## Aim of the exercise
Count the lines in the items below that contain the word "glove", treating uppercase and lowercase letters as different, and reply with the number alone.

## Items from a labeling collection
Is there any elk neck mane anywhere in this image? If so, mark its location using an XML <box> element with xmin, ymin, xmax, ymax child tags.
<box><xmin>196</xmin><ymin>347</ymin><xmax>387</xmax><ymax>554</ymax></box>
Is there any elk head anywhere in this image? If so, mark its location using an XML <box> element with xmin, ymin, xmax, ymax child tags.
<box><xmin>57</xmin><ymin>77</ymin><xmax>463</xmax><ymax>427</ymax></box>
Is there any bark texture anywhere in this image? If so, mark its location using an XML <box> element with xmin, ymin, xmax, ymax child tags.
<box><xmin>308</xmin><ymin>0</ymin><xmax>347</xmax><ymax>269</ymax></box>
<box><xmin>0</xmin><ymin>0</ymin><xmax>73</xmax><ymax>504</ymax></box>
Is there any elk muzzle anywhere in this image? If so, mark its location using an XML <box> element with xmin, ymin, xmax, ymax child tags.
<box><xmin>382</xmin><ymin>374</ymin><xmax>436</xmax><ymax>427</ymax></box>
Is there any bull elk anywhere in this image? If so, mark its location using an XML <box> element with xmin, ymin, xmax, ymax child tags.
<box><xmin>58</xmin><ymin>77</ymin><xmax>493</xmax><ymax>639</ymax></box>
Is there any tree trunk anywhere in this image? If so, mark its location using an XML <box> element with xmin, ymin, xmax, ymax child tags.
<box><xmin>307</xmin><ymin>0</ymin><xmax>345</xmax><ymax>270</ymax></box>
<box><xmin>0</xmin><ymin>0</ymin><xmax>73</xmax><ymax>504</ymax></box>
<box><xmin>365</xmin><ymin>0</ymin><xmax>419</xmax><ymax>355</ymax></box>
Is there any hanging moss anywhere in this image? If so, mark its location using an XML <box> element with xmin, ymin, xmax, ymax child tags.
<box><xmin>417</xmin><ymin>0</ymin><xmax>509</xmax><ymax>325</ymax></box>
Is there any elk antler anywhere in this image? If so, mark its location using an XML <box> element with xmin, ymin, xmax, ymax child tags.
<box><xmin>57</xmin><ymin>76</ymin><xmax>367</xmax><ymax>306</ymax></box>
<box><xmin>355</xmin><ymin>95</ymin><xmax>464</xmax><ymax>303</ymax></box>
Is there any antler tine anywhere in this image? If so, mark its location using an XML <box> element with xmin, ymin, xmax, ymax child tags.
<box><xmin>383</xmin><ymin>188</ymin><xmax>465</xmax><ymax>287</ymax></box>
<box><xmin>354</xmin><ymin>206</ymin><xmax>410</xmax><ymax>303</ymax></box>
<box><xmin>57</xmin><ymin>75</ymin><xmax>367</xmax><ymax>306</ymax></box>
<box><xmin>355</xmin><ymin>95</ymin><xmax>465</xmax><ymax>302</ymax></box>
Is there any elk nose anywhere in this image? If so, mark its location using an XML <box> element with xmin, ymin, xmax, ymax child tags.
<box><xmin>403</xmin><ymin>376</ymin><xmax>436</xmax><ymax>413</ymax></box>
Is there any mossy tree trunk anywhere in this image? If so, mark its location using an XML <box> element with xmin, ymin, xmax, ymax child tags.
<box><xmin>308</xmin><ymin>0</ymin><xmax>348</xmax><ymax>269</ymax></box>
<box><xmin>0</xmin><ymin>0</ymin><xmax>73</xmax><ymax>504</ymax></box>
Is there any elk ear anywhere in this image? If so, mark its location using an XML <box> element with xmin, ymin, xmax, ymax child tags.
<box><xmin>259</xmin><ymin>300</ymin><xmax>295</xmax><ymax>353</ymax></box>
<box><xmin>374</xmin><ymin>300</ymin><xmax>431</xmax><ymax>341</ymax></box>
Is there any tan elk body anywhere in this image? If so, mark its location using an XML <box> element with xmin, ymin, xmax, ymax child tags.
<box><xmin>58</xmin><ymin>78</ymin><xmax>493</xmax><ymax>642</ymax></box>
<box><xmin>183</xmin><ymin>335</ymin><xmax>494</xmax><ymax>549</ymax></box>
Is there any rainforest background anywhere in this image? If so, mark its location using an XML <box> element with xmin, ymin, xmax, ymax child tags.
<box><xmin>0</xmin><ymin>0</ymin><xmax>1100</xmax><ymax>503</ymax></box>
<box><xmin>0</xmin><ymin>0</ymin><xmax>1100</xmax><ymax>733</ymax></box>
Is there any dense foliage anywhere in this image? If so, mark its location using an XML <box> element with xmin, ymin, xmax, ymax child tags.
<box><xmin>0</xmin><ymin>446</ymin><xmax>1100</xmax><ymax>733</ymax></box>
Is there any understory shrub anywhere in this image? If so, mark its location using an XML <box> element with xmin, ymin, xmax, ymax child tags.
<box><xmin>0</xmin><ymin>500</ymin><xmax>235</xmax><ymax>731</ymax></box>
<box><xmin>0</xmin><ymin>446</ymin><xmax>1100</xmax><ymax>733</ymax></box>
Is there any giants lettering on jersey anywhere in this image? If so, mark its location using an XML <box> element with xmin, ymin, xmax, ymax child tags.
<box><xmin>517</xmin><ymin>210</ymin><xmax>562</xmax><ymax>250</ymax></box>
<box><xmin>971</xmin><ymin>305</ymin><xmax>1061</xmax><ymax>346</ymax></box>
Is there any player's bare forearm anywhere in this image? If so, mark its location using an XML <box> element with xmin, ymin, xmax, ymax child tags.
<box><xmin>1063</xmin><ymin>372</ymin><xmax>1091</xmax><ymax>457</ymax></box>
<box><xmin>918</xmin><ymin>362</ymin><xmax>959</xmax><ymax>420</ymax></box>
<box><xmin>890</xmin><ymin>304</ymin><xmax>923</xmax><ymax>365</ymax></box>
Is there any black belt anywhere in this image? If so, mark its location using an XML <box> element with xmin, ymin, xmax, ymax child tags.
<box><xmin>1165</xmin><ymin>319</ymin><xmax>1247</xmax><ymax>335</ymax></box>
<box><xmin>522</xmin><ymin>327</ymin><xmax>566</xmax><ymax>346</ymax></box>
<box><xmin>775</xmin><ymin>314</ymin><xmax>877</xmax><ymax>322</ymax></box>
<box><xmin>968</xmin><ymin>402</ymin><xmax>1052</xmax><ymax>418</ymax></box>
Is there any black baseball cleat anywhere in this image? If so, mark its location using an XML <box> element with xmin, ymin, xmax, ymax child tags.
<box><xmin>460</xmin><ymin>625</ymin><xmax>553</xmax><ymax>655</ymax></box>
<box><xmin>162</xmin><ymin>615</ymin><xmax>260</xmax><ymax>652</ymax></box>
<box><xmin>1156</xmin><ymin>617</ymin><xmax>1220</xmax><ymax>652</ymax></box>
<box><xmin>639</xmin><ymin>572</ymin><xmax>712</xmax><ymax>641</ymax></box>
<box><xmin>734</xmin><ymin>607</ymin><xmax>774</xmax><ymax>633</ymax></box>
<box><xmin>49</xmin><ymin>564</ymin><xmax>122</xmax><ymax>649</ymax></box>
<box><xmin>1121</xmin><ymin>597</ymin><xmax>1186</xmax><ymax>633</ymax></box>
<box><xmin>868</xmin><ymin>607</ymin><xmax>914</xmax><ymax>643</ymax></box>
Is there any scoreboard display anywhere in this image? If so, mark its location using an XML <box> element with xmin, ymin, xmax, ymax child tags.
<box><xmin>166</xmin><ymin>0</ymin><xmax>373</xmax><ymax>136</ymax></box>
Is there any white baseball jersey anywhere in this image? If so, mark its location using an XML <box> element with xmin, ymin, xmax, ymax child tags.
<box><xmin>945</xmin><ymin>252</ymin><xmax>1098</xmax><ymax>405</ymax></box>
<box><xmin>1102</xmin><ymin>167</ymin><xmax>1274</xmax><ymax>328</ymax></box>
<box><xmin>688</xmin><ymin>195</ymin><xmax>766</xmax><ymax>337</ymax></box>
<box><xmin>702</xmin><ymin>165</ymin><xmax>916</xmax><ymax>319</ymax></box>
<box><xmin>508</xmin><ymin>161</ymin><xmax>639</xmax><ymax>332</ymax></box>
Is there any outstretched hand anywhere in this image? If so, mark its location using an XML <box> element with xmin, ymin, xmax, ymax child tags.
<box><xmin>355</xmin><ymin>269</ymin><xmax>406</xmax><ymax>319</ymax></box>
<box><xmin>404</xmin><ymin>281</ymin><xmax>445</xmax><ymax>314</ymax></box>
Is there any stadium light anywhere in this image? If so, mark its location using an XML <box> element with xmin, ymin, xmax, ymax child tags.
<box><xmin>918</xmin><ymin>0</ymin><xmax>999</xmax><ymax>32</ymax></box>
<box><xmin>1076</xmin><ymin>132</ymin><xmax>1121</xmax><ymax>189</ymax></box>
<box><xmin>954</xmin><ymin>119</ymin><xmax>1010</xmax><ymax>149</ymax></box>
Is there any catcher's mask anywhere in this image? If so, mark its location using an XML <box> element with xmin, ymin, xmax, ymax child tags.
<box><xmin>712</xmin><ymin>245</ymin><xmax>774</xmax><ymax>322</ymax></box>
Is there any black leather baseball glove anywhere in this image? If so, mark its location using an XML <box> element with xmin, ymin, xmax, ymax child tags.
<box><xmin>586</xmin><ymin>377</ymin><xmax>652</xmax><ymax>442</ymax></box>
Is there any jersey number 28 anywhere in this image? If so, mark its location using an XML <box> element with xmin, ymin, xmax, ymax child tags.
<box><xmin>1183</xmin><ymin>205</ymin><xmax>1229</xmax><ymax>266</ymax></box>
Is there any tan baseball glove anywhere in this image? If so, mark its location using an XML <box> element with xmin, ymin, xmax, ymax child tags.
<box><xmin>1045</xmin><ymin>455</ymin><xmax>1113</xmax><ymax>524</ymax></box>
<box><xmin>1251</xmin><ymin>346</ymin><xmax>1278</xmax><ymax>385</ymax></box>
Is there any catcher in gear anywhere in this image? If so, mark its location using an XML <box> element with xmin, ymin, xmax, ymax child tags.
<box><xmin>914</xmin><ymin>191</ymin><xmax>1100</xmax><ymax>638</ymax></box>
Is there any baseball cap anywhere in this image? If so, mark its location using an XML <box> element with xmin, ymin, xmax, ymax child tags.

## Response to the exercise
2